DIRECTION A >> Quote the press statement below word for word between "South African Coalition for Transition Justice" and "the apartheid era.", inclusive.

South African Coalition for Transition Justice Press Statement:
Civil Society stands in solidarity with the protesters demanding reparations for
apartheid-era gross human rights violations
18 November 2022
The South African Coalition for Transitional Justice (SACTJ), representing 14 civil society organisations (CSOs) and 13 individual members including survivors of apartheid-era violations as well as former commissioners of the Truth and Reconciliation Commission (TRC) wish to express their full support to the Khulumani Galela Campaign protesting at Constitution Hill in Johannesburg for the last month. The Campaign is led by ‘veteran’ activists who are demanding urgent government’s action in regard to the implementation of the long overdue reparations for gross human rights violations committed during the apartheid era.
It is an utter disgrace that for the past 30 days, elderly activists have been forced to sleep and camp on the stairs of the Constitutional Court in an attempt to attract the attention of the South African government and political leaders across the political divide to the pressing issue of outstanding reparations.
The last protest organised by the Khulumani Galela Campaign between April and May 2022, ended when an agreement was reached between the Department of Justice and the protesters. The department committed to engage meaningfully with the victims and civil society on the question of reparations, following which, the protesters agreed that they would end their protest. Sadly, the government failed to honour its commitments to the survivors and victims of apartheid-era gross human rights violations.
More than 20 years after the TRC submitted the last volumes of its Final Report to the South African government, it has failed in the implementation of the TRC’s Policy on Reparation and Rehabilitation. The government’s policy on reparation was adopted by the Parliament in a flawed process without proper consultations with civil society including victims’ groups in 2003. The TRC Unit set up within the Department of Justice to coordinate the implementation of these reparation measures, has been largely dysfunctional while the Department of Justice lacks the political will to meaningfully engage with civil society. The government also continues to rely on its unconstitutional policy of a “closed list of victims” to distribute reparations. The President’s Fund that holds monies ring-fenced for reparations has not spent the monies on its intended purpose and it appears to be poorly managed.

Extracted records >>

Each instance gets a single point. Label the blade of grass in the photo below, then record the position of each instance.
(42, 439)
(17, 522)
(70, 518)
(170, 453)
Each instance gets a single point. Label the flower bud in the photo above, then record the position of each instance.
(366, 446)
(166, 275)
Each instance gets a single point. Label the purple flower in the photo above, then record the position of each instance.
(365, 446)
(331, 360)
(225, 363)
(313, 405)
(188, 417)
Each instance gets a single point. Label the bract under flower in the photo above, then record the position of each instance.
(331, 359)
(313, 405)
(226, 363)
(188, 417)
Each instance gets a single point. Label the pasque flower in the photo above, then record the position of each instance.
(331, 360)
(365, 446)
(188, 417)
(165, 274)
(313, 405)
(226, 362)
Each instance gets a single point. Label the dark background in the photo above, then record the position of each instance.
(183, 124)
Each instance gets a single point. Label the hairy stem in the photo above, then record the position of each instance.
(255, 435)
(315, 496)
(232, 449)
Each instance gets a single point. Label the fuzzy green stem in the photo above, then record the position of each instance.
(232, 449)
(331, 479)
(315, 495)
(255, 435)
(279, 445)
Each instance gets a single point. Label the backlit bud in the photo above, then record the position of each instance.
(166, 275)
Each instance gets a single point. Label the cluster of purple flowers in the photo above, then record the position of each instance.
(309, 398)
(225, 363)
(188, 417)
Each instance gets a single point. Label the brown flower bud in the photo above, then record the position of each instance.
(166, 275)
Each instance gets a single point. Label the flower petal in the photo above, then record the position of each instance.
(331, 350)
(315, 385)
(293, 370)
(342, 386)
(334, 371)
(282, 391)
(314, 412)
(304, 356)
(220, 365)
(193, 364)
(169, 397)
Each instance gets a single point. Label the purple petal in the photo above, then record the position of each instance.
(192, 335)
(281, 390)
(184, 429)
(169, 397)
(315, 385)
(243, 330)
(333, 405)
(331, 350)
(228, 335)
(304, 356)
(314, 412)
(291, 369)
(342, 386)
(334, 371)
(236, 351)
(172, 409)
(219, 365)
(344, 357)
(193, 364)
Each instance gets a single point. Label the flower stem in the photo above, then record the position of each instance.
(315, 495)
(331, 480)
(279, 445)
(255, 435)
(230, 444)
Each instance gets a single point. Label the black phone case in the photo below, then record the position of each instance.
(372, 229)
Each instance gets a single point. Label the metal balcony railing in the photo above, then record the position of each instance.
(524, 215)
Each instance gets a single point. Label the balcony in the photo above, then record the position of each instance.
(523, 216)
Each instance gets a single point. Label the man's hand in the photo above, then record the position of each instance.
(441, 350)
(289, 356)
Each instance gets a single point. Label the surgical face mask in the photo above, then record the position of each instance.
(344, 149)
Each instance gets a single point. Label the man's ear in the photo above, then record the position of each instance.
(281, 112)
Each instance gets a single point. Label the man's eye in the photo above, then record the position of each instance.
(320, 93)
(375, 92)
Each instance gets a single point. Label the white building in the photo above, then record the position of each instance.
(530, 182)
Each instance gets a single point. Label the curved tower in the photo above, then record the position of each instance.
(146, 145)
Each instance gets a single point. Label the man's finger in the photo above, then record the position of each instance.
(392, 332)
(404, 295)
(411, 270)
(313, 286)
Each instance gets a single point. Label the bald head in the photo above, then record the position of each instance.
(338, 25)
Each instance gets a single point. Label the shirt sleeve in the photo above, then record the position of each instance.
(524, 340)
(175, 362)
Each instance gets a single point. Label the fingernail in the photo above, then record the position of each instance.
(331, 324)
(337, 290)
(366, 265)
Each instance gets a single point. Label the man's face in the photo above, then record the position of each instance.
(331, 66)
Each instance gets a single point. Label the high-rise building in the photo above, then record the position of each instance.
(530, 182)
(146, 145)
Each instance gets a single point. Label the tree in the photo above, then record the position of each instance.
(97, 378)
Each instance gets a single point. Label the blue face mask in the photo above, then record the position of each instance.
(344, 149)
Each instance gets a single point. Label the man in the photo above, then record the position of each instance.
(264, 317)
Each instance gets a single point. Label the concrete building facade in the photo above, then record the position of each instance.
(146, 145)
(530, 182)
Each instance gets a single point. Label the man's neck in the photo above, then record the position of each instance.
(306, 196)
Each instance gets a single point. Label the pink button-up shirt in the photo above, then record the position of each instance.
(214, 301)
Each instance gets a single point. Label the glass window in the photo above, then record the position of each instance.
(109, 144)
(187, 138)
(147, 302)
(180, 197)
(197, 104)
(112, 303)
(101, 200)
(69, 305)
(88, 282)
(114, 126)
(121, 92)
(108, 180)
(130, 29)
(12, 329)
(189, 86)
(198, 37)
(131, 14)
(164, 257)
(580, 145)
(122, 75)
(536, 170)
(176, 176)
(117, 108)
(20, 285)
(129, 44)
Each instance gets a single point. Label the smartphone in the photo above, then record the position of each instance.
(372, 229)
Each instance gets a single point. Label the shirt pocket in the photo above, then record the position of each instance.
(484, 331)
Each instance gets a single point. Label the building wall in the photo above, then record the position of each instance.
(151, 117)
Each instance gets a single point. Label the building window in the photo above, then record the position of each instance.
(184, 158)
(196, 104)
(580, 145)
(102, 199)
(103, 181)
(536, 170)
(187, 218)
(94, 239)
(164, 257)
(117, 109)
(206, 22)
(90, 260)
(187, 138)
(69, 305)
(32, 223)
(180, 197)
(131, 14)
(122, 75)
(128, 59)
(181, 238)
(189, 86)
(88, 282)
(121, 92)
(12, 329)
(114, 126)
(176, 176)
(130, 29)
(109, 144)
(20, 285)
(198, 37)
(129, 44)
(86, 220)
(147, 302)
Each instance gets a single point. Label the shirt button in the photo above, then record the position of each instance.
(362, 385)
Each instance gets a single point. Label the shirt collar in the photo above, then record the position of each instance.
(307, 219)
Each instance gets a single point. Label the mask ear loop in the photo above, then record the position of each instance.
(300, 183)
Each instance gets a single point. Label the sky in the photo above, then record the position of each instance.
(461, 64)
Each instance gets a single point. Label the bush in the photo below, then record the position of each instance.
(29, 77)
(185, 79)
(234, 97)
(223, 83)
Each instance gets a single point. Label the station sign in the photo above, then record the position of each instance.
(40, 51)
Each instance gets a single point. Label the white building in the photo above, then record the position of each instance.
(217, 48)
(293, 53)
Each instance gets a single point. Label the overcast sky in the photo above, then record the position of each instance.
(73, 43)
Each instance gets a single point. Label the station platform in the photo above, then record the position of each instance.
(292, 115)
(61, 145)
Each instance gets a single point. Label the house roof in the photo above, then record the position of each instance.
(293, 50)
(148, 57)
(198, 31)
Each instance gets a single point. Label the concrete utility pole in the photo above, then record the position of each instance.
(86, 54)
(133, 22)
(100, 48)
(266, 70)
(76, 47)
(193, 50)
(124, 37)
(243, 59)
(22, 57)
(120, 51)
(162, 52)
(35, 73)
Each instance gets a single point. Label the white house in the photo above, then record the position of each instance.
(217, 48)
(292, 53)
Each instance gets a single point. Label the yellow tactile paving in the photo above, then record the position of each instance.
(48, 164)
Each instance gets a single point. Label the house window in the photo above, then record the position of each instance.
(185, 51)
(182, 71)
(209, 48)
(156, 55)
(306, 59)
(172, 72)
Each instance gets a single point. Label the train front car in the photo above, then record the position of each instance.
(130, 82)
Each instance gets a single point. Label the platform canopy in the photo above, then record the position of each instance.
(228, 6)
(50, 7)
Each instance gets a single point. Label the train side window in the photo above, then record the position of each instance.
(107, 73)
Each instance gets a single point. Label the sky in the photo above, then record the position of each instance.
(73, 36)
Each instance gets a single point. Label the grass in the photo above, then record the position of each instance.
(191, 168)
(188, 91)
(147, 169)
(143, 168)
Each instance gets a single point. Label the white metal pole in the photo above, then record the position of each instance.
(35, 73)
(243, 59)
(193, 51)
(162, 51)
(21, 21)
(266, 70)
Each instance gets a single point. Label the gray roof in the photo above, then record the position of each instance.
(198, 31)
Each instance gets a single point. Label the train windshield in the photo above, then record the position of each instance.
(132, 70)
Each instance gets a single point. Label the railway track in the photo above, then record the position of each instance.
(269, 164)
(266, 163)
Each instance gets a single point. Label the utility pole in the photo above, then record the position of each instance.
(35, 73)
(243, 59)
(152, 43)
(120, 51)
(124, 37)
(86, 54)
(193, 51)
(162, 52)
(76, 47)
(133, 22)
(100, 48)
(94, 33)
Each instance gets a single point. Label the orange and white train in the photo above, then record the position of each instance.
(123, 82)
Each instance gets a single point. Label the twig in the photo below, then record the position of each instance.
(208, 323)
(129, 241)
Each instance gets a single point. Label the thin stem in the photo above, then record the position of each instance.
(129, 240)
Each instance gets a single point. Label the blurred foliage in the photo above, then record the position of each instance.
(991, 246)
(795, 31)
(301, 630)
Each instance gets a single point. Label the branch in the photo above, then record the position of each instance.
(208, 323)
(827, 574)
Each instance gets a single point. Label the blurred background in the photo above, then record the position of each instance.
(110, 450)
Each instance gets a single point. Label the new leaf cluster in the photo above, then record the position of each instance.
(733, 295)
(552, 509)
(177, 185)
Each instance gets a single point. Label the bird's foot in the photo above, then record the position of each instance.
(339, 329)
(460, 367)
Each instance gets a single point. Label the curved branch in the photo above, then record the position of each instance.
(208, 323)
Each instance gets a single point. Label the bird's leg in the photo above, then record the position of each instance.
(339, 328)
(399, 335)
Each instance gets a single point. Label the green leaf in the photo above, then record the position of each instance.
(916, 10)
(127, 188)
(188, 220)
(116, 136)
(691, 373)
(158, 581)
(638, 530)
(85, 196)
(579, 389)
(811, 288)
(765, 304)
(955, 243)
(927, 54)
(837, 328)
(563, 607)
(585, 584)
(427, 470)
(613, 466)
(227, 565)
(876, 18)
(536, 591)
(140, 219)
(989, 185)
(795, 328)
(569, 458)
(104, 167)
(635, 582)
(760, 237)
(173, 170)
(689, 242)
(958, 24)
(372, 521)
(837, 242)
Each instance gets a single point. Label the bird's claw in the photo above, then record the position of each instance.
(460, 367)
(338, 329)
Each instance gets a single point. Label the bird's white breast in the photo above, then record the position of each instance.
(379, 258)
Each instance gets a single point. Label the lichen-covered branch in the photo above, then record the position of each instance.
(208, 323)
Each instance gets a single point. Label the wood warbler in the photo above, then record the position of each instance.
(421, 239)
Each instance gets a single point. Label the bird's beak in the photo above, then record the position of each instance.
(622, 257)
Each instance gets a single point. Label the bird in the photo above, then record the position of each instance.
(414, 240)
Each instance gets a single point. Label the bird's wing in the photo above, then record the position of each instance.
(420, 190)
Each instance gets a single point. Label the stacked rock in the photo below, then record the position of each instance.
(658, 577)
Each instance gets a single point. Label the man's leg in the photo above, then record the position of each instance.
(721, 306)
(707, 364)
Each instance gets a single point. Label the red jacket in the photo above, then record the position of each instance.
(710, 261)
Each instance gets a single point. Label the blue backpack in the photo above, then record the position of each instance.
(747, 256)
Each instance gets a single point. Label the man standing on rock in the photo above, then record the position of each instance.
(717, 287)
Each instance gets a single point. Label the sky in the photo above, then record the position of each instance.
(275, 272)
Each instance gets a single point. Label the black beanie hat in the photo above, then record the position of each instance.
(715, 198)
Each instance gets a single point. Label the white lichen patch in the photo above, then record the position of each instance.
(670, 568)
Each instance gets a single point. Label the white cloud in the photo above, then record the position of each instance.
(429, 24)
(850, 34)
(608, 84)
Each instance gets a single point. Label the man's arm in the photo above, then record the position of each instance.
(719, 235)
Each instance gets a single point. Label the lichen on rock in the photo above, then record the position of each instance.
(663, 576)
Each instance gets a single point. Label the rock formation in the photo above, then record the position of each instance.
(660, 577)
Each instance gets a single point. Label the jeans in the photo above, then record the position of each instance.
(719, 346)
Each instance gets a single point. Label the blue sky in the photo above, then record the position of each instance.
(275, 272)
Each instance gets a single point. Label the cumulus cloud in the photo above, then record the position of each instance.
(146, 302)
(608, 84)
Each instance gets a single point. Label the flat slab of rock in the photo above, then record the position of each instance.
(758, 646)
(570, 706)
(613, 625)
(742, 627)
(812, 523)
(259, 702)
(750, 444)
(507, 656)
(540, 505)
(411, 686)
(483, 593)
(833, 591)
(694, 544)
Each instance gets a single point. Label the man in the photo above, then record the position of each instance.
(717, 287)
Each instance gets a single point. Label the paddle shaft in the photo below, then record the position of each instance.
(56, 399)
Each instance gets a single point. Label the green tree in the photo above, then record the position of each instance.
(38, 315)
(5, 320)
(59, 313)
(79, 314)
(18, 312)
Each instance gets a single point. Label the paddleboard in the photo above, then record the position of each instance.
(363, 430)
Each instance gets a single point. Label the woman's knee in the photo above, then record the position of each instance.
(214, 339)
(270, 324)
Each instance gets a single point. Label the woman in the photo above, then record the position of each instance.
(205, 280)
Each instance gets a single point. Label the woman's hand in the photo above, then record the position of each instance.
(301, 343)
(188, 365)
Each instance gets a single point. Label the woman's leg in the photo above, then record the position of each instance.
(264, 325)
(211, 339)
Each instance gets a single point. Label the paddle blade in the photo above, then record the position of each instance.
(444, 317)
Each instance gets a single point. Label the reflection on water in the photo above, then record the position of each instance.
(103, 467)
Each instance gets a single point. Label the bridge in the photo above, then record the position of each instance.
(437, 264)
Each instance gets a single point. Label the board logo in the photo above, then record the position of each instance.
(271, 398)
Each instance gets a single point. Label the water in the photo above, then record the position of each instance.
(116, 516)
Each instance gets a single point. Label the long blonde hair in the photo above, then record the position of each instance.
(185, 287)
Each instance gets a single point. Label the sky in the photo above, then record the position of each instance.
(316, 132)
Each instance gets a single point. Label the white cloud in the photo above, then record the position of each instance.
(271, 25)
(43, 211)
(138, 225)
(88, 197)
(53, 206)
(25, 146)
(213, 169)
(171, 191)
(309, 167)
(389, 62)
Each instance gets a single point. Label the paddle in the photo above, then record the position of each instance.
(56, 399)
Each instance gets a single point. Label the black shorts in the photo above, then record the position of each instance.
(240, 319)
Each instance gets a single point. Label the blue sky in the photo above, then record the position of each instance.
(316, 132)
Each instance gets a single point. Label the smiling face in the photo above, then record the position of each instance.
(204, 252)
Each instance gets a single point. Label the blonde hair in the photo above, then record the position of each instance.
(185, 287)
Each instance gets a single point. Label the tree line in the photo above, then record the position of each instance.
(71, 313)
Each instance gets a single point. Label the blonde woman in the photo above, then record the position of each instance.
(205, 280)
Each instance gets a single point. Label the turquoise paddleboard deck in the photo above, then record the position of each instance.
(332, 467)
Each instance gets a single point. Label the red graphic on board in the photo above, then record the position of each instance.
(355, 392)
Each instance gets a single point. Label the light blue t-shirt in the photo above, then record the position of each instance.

DIRECTION B >> From the records above, pull out every line that contains the string "branch", copying each one in full.

OUTPUT A >>
South African Coalition for Transition Justice Press Statement:
Civil Society stands in solidarity with the protesters demanding reparations for
apartheid-era gross human rights violations
18 November 2022
The South African Coalition for Transitional Justice (SACTJ), representing 14 civil society organisations (CSOs) and 13 individual members including survivors of apartheid-era violations as well as former commissioners of the Truth and Reconciliation Commission (TRC) wish to express their full support to the Khulumani Galela Campaign protesting at Constitution Hill in Johannesburg for the last month. The Campaign is led by ‘veteran’ activists who are demanding urgent government’s action in regard to the implementation of the long overdue reparations for gross human rights violations committed during the apartheid era.

OUTPUT B >>
Each instance gets a single point. Label the branch in the photo above, then record the position of each instance.
Each instance gets a single point. Label the curved branch in the photo above, then record the position of each instance.
Each instance gets a single point. Label the lichen-covered branch in the photo above, then record the position of each instance.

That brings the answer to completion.